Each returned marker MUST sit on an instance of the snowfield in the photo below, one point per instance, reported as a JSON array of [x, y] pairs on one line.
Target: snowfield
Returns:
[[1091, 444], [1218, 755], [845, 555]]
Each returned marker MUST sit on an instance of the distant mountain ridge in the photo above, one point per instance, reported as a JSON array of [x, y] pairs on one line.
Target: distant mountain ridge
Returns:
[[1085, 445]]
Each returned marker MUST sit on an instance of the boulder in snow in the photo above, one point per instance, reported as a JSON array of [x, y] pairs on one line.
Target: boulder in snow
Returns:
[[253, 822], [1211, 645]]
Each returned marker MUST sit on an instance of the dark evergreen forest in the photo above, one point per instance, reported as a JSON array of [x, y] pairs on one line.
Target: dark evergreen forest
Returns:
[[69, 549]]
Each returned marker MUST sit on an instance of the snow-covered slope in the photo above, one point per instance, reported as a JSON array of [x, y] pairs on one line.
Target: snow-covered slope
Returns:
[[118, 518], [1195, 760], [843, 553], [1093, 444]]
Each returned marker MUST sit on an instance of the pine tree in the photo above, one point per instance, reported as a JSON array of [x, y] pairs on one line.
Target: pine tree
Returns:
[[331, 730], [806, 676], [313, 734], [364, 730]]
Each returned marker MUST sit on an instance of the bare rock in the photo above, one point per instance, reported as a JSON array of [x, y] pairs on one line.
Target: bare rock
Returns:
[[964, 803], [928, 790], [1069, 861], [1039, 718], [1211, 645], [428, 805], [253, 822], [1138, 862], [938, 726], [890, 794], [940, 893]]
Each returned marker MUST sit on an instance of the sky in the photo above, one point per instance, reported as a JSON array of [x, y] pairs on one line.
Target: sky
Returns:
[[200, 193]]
+--
# PROBLEM
Retype all of the lines above with no changes.

# OUTPUT OF THE EXERCISE
Each returned marker MUST sit on an instance of the snowfield in the photo below, one point per instance, reported as a JSON array of [x, y] pairs on one line.
Target: snowfield
Returns:
[[1091, 444], [1218, 755], [845, 555]]
Each returned marker MUST sit on an instance of the distant mountain ridge in the photo above, one point per instance, reported as a JSON array of [x, y] pairs on one line.
Target: distant mountain ridge
Returns:
[[1085, 445]]
Each returned marker MUST sit on an instance of the boulder in snow in the photo above, one point per instance, reported as a JSON array of [x, y] pairs on one line.
Target: boulder in snow
Returns:
[[253, 822], [1211, 645]]
Each returned marker MUST sit on an instance of the dark evergreen forest in the photo above, one point per instance, reported as a JSON array of [x, y] pairs on one line.
Target: dark evergreen forest
Returns:
[[69, 549]]
Each returned marker MUST sit on an instance of the snow-covered slope in the photo above, one point per instance, reported as a JSON array of [x, y] pairs on one line.
Target: snow-covered slope
Returns:
[[118, 518], [1195, 760], [843, 553], [1093, 444]]
Each returned marker MUST sit on an instance of the pine tree in the photo above, one point per instance, reported as a JSON array of [x, y] pairs on one line.
Target: pine tree
Returns:
[[331, 730], [806, 676], [313, 734], [364, 730]]
Each returned marker MUST sit on an instance of the bare rock in the photo above, one point per instance, reported as a JSON array of [x, y] pairs on one line.
Target: bare rock
Returns:
[[964, 803], [928, 790], [1069, 861], [1039, 718], [1211, 645], [428, 805], [253, 822], [1138, 862], [938, 726], [890, 794], [940, 893]]
Each returned marker MUST sit on an instance of the sky in the photo above, one point per instance, reported as a JSON array of [x, y] pairs on one line.
Target: sky
Returns:
[[200, 193]]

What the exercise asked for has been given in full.